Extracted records

--- START ---

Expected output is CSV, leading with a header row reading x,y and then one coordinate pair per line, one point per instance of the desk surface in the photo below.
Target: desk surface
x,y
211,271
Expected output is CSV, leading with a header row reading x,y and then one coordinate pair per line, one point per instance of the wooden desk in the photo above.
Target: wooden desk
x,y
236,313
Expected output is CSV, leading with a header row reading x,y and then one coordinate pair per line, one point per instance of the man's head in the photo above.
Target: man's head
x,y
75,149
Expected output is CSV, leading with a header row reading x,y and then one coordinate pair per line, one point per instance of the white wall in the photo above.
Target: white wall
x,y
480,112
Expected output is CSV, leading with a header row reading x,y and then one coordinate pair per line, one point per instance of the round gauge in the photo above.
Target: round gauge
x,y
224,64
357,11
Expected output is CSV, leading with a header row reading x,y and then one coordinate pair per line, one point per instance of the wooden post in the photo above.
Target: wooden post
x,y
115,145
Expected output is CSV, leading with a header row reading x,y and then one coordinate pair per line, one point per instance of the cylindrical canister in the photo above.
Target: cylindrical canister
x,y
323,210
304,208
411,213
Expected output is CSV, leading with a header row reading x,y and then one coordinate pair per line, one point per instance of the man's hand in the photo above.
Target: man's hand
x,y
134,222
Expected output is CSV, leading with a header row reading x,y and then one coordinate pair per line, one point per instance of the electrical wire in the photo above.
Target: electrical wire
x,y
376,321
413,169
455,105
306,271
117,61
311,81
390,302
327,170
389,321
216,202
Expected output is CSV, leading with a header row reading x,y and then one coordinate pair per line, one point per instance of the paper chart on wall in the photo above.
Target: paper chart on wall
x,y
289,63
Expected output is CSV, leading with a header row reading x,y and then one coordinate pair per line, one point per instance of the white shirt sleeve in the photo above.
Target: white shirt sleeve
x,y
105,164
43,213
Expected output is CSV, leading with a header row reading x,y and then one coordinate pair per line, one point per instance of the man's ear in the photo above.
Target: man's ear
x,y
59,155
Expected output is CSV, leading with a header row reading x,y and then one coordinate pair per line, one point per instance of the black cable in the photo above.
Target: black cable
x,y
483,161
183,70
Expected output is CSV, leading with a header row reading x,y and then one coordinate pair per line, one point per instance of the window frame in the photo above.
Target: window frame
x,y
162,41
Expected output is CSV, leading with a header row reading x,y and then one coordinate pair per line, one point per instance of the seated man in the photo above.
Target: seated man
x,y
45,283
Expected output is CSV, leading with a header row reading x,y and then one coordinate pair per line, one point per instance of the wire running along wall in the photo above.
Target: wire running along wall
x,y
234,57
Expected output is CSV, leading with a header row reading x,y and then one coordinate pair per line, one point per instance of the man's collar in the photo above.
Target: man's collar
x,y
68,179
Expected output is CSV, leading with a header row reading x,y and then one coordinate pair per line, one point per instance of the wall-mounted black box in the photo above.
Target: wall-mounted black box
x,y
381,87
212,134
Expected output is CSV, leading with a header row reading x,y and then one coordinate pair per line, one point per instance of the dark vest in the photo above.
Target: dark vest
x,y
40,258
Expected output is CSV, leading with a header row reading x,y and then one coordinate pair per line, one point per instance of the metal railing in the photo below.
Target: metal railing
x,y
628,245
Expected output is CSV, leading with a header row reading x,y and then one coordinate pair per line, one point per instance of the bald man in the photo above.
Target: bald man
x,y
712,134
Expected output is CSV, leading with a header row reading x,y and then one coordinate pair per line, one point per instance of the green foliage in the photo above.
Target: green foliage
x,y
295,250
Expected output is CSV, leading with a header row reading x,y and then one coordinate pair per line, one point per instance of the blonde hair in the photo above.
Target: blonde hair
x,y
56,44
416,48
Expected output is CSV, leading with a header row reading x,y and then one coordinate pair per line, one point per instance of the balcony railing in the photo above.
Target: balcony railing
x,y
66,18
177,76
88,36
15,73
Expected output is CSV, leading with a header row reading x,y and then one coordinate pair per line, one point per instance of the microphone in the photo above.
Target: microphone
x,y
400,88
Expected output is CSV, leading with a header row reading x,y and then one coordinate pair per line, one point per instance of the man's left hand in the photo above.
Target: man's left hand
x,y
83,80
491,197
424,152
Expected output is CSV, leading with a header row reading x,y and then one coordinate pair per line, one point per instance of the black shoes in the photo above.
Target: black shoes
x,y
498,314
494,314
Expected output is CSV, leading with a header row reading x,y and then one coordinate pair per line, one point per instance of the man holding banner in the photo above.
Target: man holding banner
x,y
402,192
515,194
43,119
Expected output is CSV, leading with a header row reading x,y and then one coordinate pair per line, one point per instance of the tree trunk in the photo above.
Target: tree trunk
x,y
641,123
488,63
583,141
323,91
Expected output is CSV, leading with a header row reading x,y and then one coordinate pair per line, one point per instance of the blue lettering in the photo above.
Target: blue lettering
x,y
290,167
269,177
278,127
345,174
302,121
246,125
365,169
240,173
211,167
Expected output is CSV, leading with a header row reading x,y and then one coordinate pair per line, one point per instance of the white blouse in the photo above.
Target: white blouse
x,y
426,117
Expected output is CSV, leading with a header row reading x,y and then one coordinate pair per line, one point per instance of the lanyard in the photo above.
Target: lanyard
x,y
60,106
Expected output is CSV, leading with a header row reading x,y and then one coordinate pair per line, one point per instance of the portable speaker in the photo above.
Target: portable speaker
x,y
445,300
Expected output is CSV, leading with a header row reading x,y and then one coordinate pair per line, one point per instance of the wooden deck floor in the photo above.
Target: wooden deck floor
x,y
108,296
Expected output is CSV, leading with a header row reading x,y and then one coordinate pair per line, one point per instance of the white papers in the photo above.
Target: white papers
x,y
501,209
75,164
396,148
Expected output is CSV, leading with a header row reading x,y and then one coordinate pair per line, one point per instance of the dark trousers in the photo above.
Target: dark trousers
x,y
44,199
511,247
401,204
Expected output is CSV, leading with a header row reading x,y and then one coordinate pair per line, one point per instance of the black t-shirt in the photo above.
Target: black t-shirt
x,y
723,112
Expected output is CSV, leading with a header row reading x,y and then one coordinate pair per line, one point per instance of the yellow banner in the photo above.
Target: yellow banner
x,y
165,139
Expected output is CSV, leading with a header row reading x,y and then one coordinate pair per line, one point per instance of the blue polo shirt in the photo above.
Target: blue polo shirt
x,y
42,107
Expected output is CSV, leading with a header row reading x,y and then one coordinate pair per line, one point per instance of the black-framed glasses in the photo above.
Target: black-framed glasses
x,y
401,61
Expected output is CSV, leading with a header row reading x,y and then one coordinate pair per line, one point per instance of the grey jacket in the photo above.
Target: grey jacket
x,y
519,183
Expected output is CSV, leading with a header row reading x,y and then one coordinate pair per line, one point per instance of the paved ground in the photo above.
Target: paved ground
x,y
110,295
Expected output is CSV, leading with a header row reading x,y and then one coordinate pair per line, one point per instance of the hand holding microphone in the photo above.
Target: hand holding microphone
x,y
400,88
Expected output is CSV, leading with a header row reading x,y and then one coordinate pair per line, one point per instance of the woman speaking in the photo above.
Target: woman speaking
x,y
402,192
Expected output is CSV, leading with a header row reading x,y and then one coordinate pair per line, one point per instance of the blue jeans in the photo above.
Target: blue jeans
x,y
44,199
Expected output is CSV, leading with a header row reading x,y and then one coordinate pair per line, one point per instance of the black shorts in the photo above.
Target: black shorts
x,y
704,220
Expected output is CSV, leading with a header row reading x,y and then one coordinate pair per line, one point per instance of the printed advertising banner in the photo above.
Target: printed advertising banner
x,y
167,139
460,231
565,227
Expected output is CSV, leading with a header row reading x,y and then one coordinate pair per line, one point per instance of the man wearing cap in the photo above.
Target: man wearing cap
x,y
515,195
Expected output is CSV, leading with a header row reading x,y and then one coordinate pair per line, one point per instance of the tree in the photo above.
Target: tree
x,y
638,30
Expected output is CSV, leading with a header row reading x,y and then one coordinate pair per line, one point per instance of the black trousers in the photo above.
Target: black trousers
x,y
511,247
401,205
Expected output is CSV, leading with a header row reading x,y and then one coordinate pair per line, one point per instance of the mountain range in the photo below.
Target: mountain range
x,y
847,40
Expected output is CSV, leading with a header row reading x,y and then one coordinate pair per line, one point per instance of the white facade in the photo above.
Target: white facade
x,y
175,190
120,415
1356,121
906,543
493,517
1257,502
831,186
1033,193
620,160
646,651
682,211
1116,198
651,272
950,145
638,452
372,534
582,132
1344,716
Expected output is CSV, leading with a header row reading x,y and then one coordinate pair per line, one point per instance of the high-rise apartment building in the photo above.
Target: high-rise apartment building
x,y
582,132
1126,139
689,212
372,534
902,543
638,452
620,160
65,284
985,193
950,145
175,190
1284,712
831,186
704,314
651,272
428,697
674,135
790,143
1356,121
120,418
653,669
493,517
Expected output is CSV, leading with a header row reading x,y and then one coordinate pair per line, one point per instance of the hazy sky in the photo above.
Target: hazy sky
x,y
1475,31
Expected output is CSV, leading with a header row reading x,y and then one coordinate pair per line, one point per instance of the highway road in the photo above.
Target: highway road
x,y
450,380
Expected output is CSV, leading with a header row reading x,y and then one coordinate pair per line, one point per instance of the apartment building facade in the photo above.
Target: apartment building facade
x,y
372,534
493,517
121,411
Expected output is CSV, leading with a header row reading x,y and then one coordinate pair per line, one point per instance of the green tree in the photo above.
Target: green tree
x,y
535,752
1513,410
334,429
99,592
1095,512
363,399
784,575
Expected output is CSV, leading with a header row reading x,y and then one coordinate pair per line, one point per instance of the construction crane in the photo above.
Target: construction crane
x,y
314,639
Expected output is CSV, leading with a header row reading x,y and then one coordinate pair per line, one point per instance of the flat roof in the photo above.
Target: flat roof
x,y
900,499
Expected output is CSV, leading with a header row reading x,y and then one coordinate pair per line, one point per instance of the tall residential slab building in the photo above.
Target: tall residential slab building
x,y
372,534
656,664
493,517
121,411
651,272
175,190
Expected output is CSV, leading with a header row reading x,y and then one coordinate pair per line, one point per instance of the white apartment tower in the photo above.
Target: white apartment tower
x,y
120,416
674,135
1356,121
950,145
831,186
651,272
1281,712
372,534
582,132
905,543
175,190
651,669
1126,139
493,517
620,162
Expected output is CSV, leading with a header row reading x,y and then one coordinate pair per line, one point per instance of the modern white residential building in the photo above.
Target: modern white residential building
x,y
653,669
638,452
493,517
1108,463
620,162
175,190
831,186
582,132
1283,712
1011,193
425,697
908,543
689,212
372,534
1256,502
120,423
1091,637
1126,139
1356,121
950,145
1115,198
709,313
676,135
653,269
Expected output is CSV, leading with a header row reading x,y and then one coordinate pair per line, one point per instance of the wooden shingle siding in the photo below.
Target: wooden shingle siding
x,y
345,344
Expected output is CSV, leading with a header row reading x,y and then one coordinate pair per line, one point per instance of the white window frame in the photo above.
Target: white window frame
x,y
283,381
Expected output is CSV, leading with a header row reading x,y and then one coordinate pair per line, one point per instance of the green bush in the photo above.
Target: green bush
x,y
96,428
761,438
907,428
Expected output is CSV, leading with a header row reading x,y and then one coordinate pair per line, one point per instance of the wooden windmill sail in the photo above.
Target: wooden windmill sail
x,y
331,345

--- END ---

Requirement: Go through the entries and copy every line with "below".

Worked solution:
Expected output is CSV, leading with a header row reading x,y and then one coordinate pair per line, one point per instance of the desk surface in the photo below.
Expected output is CSV, leading with a header row reading x,y and then one coordinate pair per line, one point per instance of the metal railing in the photo below.
Expected output is CSV, leading with a header row reading x,y and then one coordinate pair per line, one point per instance of the mountain range in the photo below.
Expected output is CSV, leading with a header row reading x,y and then one coordinate pair per line, one point per instance of the wooden shingle siding in the photo below.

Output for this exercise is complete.